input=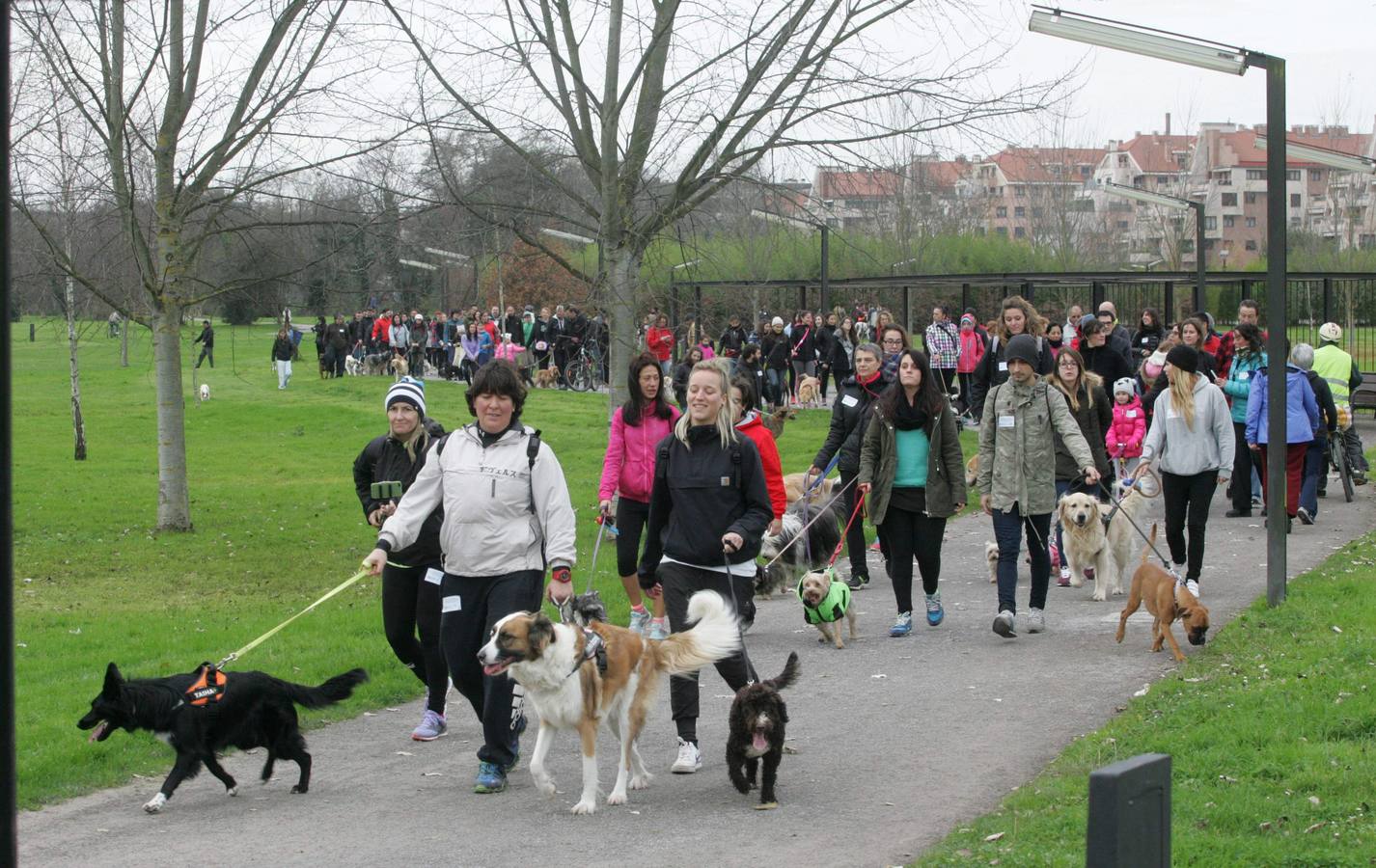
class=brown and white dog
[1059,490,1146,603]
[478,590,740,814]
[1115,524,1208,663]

:::::

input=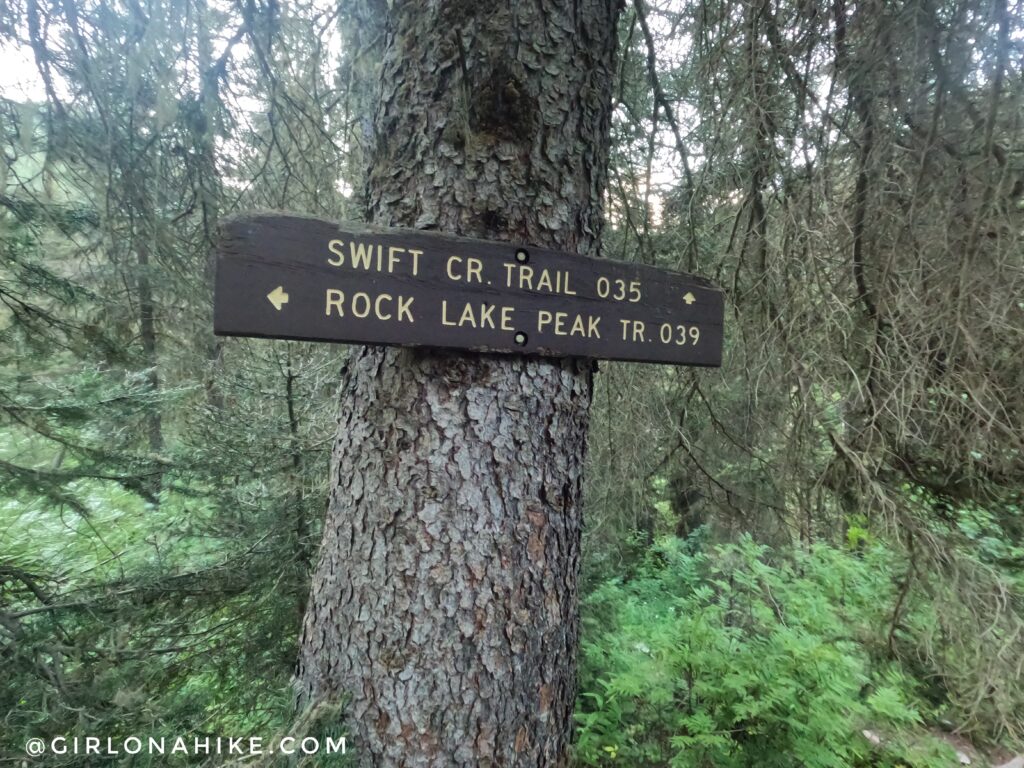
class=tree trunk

:::::

Please identify every line of the material that contains the string "class", and copy each such line. Case counts.

## The reply
class=brown and white dog
class=tree trunk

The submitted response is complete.